Format every line of the material below as a numbered list, omitting blank lines.

■ **Extracted data**:
□ □ □ □ □
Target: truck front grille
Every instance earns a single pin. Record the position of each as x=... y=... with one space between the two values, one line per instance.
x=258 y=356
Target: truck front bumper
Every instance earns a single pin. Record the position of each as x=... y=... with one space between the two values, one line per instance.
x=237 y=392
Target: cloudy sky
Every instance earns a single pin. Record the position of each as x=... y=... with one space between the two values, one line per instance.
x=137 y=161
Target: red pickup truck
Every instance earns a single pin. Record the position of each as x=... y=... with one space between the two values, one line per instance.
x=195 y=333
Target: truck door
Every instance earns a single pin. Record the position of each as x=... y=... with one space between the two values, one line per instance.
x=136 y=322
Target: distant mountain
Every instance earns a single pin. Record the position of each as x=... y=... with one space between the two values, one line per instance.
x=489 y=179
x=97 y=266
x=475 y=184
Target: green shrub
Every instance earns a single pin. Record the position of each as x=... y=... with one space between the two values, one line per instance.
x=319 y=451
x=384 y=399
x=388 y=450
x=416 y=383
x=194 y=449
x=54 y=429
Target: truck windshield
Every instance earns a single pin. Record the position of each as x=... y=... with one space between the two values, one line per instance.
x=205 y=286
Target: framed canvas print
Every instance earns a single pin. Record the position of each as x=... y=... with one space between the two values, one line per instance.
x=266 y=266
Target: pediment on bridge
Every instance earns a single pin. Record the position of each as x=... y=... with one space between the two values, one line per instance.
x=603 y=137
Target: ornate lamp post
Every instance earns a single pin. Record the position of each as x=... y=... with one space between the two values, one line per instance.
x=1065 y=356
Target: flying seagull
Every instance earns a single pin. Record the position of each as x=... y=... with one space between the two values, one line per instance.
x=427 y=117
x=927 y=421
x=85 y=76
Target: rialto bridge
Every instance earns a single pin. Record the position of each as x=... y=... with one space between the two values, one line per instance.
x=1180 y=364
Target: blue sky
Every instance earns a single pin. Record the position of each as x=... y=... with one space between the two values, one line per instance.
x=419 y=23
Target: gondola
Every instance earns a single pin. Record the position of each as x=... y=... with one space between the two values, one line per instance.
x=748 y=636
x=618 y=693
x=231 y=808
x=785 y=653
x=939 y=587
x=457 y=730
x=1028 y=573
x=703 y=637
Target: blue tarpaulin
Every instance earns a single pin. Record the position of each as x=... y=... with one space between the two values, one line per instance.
□ □ □ □ □
■ **Expected answer**:
1. Target: truck front grille
2. Every instance earns a single pin. Record the position of each as x=... y=... with one space between the two values, one line per instance.
3. x=258 y=356
4. Target: truck front bumper
5. Every instance earns a single pin. Record the position of each as x=... y=... with one space between the two values, one line per instance.
6. x=237 y=392
7. Target: cloudy sky
8. Every instance earns a single pin. Record the position of each as x=... y=... with one space between the two values, one line per instance.
9. x=137 y=161
10. Target: red pickup truck
11. Every instance earns a single pin. Record the position of each as x=... y=... with one space between the two values, one line per instance.
12. x=195 y=333
13. Target: truck door
14. Every instance earns a single pin. Record the position of each as x=... y=... with one space between the two values, one line per instance.
15. x=136 y=322
16. Target: distant mountain
17. Every instance earns a single pin. Record the position of each as x=... y=... with one space between the two values, one line per instance.
18. x=489 y=179
19. x=97 y=266
20. x=475 y=184
21. Target: green shrub
22. Every instance earns a single pin. Record the position of each as x=... y=... with one space between the two values, one line per instance.
23. x=319 y=451
24. x=384 y=399
25. x=388 y=450
26. x=416 y=383
27. x=194 y=449
28. x=54 y=429
29. Target: truck windshield
30. Every instance earns a single pin. Record the position of each as x=... y=... with one space between the two values, one line per instance.
31. x=205 y=286
32. Target: framed canvas print
33. Every instance earns a single pin. Record the position of each as x=... y=... with one space between the two values, one line per instance.
34. x=266 y=266
35. Target: pediment on bridge
36. Every instance earns a single pin. Record the position of each as x=... y=... with one space between the two values, one line per instance.
37. x=603 y=137
38. Target: ornate lamp post
39. Every instance earns a single pin. Record the position of each as x=... y=... with one space between the two values, one line per instance.
40. x=1065 y=356
41. Target: flying seagull
42. Every instance earns a single pin. Record the position of each as x=... y=... with one space between the two values, one line per instance.
43. x=427 y=117
44. x=927 y=421
45. x=85 y=76
46. Target: rialto bridge
47. Every instance earns a single pin. Record the position of each as x=... y=... with one space between the two values, one line per instance.
48. x=1180 y=364
49. Target: blue sky
50. Every instance earns a single pin. Record the position of each as x=... y=... with one space between the two values, one line per instance.
51. x=419 y=23
52. Target: gondola
53. Every instance earns a single pin. Record the position of each as x=... y=... with one space between the two values, one line per instance.
54. x=748 y=636
55. x=618 y=693
56. x=231 y=808
57. x=785 y=653
58. x=939 y=587
59. x=457 y=730
60. x=1028 y=573
61. x=703 y=637
62. Target: blue tarpaulin
63. Every instance earns a single pin. Record the position of each as x=... y=... with one space between the two values, one line per instance.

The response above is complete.